> _DESCRIPTION OF THE TASK_
Omit the pictures, but give back every entry below exactly as written.

Dataset entries

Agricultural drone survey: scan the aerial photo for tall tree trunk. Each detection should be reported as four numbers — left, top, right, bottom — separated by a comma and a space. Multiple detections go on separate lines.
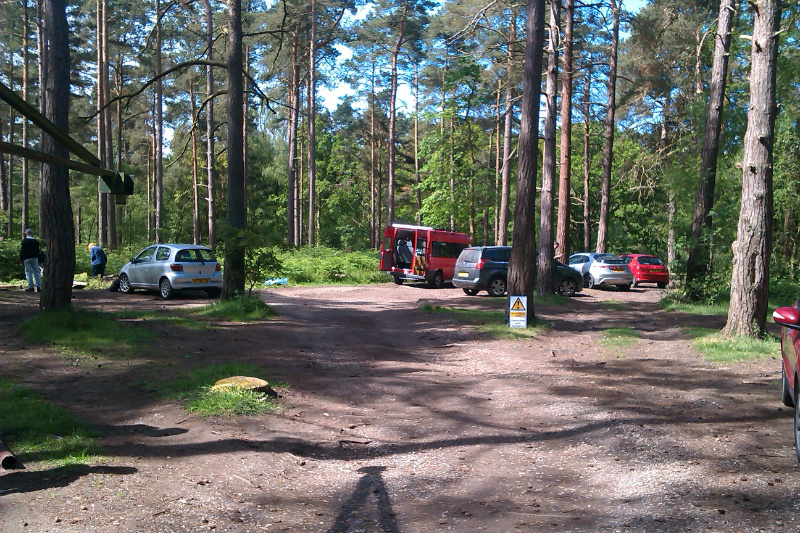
686, 0, 735, 289
96, 0, 107, 247
203, 0, 216, 248
595, 0, 619, 253
386, 5, 407, 227
40, 0, 75, 311
498, 13, 516, 246
538, 0, 559, 296
102, 0, 116, 250
7, 67, 14, 239
37, 0, 47, 240
286, 28, 299, 247
582, 66, 592, 252
307, 0, 317, 246
222, 0, 245, 299
507, 0, 546, 325
449, 114, 454, 231
723, 0, 780, 337
494, 79, 501, 243
555, 0, 574, 262
370, 64, 376, 247
414, 62, 421, 225
154, 0, 164, 243
243, 39, 250, 221
21, 0, 30, 236
190, 77, 200, 245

> _TASK OUTPUT_
Agricultural drone survey: scan the aerial photo for tall tree trunk. Each detection should be reported as four numbers — left, top, right, bottom — separated by a comma and a space. Multiple detections go on separate lines.
686, 0, 735, 289
96, 0, 107, 247
203, 0, 216, 248
595, 0, 619, 253
386, 5, 407, 227
40, 0, 75, 311
498, 13, 516, 246
538, 0, 559, 296
102, 0, 116, 250
7, 67, 14, 239
37, 0, 47, 240
286, 28, 299, 247
582, 66, 592, 252
307, 0, 317, 246
222, 0, 245, 299
507, 0, 546, 325
449, 114, 454, 231
723, 0, 780, 337
494, 79, 501, 243
555, 0, 574, 262
370, 64, 376, 247
414, 62, 421, 225
154, 0, 164, 243
243, 39, 250, 221
21, 0, 30, 236
190, 77, 200, 245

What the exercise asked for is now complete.